> _EXERCISE_: Pull out every line in the data that has the string "area" in it.

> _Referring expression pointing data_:
* * * * *

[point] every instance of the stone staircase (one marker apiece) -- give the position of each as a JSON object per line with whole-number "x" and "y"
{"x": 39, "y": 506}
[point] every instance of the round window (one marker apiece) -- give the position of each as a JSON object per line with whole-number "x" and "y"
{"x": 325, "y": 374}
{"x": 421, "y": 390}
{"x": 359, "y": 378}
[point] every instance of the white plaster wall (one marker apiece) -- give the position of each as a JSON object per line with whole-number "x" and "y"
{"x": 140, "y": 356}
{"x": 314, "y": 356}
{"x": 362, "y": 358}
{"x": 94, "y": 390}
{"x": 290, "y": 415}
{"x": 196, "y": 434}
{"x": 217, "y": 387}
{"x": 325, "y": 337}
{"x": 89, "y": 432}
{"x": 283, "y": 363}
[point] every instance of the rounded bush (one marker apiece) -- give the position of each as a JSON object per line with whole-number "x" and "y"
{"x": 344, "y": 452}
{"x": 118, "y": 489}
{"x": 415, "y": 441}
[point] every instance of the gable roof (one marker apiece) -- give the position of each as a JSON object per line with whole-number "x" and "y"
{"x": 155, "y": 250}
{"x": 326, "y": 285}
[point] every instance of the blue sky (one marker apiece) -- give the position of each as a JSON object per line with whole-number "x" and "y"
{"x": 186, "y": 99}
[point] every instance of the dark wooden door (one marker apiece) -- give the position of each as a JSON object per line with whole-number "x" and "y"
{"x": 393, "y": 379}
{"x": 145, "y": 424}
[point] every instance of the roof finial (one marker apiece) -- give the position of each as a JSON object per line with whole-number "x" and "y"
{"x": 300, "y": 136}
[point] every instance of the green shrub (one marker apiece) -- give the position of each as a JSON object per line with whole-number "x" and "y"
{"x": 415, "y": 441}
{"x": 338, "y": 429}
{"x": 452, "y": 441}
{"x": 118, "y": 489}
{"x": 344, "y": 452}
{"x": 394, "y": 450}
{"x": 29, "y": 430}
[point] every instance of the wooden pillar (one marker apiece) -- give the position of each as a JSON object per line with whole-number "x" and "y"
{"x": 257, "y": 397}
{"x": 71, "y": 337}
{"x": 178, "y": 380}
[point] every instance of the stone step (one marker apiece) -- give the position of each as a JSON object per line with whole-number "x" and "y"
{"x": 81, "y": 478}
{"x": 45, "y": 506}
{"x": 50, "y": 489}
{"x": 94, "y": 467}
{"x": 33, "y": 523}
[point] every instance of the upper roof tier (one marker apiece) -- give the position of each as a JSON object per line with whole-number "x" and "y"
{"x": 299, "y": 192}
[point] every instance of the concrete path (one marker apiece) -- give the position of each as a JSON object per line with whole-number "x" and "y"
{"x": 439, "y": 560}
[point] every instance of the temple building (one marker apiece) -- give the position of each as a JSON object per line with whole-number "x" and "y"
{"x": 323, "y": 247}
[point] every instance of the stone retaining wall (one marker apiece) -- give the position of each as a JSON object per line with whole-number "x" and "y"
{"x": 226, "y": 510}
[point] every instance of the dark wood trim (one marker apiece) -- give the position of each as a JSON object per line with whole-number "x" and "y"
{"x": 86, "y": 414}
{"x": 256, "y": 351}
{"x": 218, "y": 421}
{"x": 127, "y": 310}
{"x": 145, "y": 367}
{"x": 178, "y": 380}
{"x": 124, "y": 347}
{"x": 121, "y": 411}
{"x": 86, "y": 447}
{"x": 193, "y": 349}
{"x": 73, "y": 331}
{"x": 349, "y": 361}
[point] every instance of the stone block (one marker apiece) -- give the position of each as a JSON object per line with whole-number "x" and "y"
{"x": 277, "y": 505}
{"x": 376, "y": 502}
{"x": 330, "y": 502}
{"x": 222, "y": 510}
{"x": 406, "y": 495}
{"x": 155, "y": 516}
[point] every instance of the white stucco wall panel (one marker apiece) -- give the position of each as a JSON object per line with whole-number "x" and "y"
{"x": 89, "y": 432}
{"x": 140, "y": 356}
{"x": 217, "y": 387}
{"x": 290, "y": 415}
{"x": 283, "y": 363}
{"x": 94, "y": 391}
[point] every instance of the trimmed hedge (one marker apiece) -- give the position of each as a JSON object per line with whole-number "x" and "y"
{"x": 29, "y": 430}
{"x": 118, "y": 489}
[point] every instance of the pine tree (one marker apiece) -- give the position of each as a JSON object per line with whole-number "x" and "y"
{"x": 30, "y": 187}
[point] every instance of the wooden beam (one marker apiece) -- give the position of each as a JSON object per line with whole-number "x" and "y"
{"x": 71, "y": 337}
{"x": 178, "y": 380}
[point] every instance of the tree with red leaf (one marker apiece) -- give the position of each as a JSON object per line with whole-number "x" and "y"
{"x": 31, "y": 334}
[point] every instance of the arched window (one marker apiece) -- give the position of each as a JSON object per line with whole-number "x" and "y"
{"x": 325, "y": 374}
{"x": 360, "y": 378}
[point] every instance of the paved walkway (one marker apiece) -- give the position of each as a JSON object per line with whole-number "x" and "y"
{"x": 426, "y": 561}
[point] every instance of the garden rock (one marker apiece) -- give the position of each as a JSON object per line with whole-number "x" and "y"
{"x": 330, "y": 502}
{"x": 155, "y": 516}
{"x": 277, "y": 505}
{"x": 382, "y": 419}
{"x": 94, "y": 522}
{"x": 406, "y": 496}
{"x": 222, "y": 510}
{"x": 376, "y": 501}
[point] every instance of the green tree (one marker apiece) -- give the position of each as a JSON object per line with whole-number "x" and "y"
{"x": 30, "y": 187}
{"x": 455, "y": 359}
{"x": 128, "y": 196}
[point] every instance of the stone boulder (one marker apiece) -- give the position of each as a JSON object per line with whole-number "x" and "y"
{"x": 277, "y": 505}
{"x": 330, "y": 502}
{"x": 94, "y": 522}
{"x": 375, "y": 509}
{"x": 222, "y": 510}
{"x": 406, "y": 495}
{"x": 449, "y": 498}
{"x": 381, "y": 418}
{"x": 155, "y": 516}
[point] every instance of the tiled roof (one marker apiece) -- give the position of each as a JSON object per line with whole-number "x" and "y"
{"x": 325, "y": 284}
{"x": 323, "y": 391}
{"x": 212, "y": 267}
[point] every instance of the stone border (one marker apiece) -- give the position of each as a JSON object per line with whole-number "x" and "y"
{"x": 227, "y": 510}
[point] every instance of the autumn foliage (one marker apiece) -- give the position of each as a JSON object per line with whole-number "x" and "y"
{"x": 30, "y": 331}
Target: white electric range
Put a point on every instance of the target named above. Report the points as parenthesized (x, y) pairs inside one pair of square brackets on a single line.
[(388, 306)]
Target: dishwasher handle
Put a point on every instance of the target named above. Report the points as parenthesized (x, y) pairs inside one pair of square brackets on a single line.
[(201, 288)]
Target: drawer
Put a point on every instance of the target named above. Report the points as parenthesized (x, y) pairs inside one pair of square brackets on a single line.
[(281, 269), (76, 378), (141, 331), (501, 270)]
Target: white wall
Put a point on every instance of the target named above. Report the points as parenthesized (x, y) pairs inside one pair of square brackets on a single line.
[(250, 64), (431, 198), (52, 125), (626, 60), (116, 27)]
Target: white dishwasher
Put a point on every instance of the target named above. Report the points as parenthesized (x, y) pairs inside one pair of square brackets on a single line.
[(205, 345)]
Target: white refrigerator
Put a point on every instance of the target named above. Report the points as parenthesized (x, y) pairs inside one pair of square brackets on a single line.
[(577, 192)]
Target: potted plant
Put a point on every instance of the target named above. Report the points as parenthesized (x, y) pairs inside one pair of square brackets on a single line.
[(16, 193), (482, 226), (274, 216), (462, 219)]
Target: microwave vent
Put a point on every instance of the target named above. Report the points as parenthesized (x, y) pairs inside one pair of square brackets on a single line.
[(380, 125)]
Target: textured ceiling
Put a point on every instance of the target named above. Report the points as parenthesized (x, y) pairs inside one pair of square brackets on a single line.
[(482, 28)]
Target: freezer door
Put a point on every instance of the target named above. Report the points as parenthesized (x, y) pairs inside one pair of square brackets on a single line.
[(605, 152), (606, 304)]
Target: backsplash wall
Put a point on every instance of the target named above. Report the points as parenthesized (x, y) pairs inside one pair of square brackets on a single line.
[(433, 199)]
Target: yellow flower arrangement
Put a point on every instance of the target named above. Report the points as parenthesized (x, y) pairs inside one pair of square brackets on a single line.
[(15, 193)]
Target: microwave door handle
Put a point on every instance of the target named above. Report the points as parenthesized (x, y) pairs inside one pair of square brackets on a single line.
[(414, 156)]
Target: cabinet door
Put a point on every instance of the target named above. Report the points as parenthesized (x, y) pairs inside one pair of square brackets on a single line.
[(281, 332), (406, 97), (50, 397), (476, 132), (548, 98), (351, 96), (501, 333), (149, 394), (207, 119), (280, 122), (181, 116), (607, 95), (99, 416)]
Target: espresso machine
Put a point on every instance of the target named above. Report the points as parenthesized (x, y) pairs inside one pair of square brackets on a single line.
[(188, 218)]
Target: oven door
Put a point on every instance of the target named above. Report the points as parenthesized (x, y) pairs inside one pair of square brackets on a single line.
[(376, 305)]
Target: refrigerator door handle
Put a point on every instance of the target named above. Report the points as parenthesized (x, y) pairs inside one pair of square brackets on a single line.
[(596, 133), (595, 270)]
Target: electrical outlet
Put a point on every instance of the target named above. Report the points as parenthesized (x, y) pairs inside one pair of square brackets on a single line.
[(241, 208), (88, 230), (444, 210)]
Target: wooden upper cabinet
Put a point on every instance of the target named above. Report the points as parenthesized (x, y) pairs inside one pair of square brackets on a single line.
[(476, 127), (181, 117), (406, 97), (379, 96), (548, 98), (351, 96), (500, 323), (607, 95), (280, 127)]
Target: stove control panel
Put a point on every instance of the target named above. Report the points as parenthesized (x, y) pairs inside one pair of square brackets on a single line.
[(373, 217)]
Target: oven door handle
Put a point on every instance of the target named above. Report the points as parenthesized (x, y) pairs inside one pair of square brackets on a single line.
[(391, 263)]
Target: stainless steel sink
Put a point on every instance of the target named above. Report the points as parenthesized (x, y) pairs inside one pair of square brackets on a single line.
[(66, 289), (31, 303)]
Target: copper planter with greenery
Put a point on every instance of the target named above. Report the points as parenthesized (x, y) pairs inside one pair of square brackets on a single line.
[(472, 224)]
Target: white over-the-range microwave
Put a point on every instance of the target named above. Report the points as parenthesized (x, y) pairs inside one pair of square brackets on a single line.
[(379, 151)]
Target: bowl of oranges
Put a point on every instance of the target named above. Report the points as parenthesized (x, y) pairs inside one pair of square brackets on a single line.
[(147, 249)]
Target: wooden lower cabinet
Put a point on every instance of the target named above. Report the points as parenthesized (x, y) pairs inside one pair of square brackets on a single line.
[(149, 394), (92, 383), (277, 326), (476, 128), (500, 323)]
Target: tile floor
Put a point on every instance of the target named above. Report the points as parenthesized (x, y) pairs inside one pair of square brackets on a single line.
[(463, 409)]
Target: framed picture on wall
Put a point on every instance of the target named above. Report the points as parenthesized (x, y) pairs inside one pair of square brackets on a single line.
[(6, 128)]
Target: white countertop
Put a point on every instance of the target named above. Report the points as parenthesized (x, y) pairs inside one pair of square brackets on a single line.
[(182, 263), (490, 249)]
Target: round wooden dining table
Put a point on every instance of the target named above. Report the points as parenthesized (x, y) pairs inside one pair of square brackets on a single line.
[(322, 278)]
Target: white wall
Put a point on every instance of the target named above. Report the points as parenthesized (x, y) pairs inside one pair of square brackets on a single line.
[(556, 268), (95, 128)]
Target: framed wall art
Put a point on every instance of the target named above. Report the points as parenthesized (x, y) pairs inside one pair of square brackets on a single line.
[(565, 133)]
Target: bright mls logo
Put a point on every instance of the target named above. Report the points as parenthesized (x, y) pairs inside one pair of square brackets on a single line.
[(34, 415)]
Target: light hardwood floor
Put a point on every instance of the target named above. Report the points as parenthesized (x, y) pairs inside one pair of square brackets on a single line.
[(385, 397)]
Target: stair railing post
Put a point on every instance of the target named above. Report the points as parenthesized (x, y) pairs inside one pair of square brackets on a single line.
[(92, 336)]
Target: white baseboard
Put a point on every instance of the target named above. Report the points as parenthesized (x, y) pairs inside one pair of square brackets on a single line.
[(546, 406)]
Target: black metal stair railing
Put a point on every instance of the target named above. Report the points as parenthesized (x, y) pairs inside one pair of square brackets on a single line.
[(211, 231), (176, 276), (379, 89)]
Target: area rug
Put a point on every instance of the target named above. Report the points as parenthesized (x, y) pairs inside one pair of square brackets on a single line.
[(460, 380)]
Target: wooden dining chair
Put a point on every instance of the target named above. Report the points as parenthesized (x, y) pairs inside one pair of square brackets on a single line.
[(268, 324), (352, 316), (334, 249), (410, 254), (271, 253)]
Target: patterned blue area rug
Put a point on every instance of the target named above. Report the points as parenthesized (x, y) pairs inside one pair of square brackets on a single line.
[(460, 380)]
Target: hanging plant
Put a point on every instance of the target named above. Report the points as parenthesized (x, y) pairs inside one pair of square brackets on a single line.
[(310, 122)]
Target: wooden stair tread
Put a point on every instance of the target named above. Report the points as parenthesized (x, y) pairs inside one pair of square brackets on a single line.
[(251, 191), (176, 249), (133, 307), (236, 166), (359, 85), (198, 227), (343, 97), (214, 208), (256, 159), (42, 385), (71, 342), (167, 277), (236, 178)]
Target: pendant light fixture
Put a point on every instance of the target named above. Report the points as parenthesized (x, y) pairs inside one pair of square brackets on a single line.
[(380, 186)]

* * * * *

> _REPLY TO THE EXERCISE_:
Target: area rug
Target: patterned blue area rug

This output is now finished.